• [WHAT THE EXERCISE ASKS]: Show all lines containing "fries" from the data below.

• [LISTED RECORDS]:
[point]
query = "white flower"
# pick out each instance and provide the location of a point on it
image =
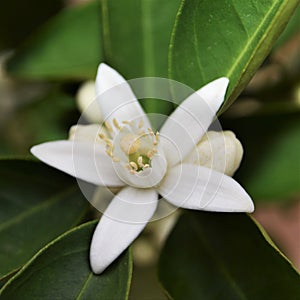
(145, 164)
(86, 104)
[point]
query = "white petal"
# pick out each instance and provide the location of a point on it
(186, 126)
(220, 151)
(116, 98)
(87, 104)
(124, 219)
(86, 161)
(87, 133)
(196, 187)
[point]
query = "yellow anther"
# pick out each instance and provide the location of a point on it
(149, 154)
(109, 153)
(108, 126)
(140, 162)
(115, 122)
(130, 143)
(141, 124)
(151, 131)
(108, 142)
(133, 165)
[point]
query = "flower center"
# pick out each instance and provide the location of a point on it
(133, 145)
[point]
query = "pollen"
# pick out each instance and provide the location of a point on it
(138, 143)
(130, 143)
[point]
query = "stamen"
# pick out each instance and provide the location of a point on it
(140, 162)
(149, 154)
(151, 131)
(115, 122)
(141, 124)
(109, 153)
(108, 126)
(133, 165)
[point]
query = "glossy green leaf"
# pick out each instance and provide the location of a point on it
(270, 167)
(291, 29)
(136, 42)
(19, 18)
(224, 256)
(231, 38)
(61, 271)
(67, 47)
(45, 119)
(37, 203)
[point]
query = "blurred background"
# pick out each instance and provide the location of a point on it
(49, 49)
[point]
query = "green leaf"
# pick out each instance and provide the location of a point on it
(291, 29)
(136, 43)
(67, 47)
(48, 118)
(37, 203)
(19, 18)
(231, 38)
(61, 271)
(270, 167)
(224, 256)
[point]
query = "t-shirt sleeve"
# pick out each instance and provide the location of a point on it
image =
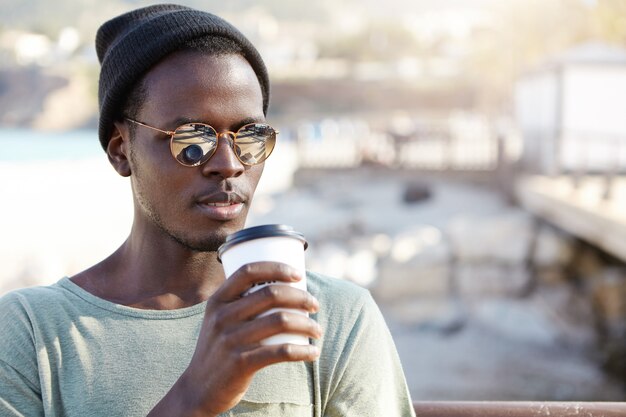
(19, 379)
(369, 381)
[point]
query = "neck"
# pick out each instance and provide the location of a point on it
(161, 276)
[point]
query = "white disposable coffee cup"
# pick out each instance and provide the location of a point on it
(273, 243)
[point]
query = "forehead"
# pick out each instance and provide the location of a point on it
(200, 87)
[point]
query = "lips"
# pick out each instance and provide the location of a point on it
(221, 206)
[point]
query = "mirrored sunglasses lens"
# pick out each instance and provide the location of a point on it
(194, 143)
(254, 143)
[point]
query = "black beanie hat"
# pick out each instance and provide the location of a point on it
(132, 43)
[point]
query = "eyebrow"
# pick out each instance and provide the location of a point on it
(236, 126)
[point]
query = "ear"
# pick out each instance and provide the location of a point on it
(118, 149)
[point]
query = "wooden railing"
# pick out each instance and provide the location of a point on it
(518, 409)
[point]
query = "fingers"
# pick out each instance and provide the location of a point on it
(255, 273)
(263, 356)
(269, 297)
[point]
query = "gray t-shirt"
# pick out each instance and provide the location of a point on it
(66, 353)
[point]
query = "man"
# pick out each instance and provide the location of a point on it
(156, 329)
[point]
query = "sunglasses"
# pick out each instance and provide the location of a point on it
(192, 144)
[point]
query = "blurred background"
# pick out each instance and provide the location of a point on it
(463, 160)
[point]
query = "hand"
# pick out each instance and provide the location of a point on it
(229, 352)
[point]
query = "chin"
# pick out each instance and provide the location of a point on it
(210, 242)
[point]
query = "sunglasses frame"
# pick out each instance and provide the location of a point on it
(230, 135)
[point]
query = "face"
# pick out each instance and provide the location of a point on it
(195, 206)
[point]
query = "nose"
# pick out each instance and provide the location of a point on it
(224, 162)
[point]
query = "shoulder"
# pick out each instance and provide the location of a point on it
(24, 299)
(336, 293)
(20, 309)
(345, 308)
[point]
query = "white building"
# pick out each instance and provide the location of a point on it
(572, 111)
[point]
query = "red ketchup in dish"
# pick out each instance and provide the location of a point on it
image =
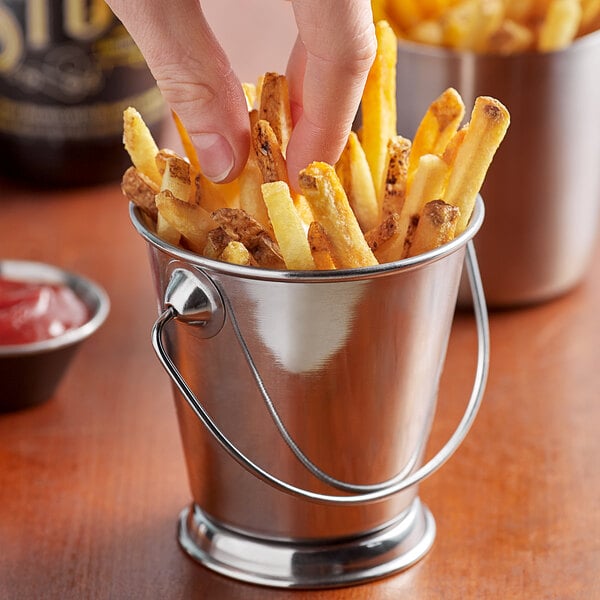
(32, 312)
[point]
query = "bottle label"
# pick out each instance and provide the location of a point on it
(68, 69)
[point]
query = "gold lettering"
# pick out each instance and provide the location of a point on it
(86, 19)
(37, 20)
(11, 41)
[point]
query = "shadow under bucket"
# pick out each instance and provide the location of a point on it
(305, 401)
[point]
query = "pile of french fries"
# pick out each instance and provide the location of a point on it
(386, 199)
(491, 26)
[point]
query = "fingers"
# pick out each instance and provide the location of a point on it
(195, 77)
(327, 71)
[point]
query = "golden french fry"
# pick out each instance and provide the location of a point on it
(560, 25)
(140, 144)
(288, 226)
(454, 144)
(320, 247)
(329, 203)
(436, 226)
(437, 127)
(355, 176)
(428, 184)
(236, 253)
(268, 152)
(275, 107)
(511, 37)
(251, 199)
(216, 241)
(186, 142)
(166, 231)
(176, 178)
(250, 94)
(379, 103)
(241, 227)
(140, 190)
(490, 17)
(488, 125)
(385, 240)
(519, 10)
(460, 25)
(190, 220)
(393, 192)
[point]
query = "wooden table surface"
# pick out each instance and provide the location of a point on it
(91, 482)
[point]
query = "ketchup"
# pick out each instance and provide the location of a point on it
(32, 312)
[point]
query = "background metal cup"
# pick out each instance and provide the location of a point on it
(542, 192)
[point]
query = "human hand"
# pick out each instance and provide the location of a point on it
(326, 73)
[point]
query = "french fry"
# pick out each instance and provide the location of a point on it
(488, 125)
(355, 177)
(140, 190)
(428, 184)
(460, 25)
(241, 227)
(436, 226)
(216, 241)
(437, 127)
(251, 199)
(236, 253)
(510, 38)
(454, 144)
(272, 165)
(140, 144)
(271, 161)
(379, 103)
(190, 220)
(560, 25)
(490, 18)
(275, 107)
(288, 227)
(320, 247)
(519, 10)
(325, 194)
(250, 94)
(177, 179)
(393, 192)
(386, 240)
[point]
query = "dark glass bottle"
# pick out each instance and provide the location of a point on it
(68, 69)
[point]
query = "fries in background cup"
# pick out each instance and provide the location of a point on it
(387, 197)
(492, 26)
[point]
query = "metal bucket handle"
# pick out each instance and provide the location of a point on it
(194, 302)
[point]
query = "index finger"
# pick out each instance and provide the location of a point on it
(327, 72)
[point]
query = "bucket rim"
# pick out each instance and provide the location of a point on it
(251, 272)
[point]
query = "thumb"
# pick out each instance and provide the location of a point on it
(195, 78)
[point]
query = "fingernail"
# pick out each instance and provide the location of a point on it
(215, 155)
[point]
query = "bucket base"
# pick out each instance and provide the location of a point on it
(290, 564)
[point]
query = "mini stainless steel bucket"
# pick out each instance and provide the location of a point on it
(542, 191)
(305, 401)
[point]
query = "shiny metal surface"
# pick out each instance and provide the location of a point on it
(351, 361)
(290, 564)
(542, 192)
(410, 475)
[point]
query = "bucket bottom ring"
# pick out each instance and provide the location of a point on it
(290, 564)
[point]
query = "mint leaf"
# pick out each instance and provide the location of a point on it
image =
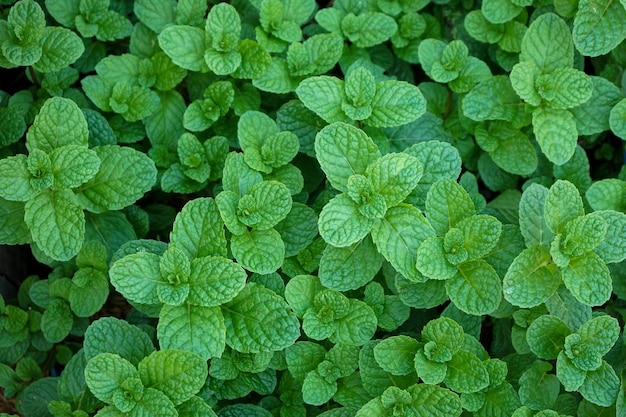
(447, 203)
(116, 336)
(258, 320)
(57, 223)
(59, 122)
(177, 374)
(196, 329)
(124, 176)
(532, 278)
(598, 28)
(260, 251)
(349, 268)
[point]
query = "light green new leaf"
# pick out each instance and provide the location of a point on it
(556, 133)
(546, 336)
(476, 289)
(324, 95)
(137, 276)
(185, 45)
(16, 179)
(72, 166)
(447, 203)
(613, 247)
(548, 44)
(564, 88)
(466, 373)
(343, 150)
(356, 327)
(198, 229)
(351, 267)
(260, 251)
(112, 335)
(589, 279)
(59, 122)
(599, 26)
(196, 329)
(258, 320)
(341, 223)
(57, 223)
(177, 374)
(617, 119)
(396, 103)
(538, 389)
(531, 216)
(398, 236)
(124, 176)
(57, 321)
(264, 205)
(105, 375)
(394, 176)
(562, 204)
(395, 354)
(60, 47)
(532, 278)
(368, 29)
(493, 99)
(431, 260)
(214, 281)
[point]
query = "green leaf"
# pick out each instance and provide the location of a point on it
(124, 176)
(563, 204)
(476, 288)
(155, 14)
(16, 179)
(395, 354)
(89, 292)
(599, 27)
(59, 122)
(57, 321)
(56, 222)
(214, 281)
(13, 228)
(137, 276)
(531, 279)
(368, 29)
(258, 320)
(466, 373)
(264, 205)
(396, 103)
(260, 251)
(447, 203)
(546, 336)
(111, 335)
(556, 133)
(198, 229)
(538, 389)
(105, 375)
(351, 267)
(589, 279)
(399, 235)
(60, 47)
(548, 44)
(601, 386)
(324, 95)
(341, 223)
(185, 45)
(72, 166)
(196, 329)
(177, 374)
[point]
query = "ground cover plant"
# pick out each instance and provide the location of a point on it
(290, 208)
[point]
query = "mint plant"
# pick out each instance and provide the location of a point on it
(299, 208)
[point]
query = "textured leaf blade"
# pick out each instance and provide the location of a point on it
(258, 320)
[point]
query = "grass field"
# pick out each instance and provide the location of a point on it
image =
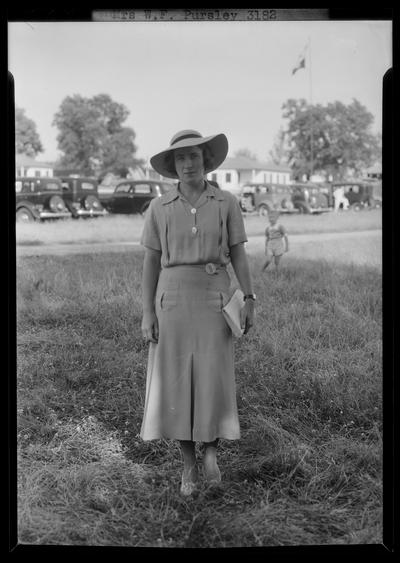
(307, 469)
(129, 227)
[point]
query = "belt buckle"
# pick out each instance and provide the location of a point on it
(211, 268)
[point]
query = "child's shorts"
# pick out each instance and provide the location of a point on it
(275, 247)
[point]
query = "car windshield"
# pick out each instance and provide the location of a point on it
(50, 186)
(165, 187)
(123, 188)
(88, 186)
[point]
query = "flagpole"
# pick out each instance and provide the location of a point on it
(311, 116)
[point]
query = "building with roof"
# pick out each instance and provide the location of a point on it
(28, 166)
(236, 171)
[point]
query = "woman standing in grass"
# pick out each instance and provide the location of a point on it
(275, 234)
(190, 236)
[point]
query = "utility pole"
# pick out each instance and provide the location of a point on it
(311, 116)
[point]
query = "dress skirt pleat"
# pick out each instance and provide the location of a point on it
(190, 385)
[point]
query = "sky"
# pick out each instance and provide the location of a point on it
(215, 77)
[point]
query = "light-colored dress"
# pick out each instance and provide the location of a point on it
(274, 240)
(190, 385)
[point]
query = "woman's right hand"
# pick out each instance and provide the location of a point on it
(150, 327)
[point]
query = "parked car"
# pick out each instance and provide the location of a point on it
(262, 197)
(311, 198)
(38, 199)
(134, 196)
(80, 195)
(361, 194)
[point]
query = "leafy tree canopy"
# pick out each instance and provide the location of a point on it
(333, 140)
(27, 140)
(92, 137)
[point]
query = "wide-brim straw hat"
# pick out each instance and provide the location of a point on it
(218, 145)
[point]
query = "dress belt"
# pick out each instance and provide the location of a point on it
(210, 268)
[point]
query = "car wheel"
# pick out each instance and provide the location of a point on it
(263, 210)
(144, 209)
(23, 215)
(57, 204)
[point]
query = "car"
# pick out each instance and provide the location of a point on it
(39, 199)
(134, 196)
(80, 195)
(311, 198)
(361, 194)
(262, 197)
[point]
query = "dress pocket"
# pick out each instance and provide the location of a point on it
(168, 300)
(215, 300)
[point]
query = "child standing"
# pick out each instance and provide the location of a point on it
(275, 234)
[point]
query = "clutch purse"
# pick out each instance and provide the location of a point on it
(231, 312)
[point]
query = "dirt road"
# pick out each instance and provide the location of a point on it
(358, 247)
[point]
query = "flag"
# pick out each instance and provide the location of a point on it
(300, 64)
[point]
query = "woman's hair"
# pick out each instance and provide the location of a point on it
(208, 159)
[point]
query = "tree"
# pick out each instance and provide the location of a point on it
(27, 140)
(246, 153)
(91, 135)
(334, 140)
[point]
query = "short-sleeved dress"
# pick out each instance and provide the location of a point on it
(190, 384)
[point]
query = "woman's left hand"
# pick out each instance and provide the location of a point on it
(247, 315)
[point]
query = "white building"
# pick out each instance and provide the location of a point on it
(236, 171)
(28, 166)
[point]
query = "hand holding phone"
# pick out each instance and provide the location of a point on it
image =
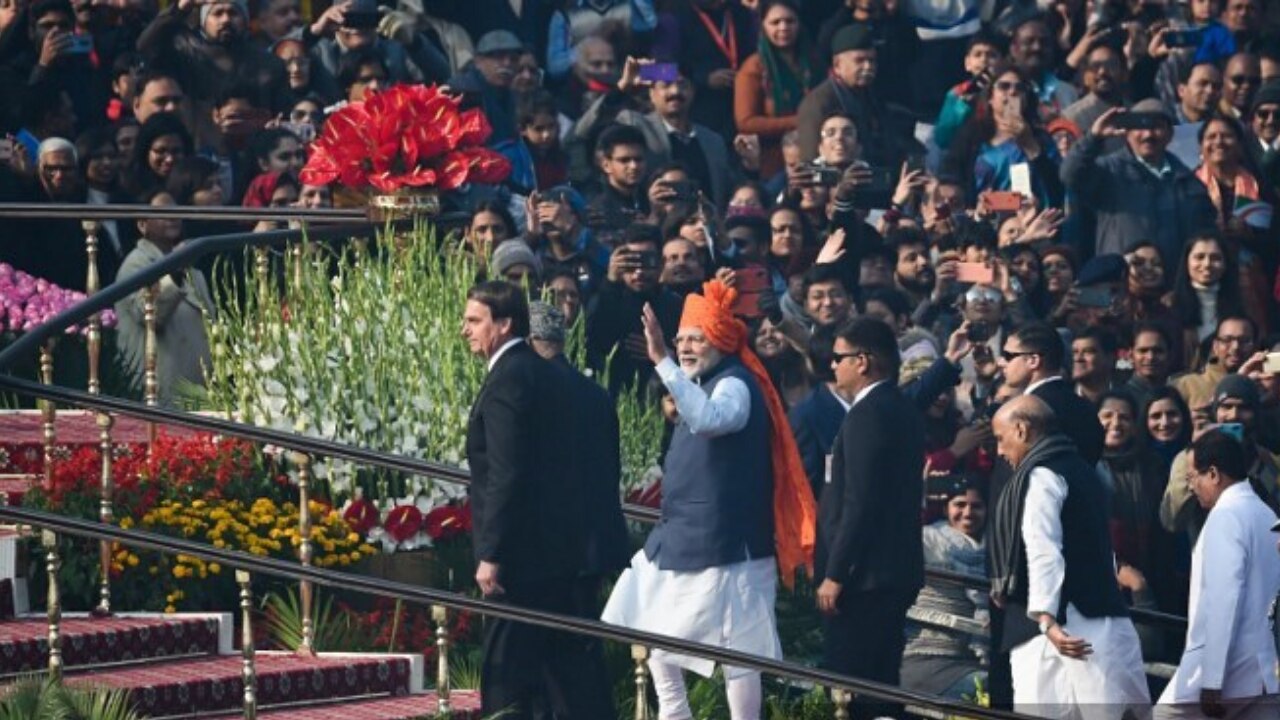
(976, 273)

• [EXPECTED OUTPUT]:
query = "pile of french fries"
query = "fries in background cup"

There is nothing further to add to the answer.